WHAT NEEDS TO BE DONE →
Please locate every line in the rows below that contains the word "outline", and copy each of those lines.
##### MATERIAL TO PROCESS
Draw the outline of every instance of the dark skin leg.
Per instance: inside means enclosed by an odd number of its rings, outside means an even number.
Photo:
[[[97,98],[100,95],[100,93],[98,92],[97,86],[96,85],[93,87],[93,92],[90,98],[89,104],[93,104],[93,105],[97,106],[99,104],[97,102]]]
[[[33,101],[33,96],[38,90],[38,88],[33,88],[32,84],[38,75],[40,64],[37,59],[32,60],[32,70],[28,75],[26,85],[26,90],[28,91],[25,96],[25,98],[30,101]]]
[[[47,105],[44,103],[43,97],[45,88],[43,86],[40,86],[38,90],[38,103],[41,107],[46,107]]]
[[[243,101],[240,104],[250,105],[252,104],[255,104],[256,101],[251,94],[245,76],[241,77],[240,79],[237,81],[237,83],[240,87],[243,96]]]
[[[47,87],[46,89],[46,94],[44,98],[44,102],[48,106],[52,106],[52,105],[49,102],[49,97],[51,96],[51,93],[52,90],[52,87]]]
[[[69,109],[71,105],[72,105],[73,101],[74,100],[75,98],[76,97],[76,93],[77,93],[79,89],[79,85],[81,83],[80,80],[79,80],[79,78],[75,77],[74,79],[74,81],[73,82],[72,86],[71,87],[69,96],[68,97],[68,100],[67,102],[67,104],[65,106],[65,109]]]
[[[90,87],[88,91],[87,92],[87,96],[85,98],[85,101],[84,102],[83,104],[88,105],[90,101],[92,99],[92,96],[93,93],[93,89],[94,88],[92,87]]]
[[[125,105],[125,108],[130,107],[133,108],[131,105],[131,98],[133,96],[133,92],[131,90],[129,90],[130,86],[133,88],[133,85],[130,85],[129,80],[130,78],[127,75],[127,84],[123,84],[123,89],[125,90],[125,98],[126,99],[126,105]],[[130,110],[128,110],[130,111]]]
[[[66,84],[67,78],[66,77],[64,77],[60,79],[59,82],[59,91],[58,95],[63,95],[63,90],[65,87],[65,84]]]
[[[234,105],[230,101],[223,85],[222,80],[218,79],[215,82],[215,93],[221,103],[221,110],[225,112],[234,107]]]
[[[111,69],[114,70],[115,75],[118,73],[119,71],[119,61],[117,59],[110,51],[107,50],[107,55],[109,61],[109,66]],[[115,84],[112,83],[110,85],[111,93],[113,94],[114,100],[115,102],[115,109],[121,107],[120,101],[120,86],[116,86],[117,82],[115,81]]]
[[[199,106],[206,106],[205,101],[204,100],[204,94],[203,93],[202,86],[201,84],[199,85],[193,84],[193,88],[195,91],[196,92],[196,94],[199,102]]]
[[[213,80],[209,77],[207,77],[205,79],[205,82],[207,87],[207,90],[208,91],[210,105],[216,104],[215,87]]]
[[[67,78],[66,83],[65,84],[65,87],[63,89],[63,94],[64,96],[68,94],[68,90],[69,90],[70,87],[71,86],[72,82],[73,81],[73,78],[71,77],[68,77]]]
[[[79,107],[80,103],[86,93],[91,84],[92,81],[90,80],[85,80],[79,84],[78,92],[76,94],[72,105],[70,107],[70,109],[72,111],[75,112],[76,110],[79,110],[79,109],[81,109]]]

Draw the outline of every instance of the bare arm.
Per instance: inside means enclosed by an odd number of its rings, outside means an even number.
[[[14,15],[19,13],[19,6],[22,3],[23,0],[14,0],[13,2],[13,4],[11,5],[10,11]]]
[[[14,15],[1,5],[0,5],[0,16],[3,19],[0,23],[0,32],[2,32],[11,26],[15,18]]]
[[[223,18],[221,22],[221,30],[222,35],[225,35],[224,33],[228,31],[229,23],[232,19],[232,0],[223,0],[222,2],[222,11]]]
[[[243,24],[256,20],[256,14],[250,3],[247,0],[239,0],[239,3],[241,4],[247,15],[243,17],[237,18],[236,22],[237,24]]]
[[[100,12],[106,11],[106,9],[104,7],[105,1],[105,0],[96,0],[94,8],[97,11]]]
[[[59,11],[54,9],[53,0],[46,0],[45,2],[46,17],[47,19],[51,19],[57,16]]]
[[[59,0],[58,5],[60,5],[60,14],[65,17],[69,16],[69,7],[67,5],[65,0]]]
##########
OUTPUT OF THE EXERCISE →
Draw the outline of every instance of the dark skin leg.
Draw the outline of every instance of the bare arm.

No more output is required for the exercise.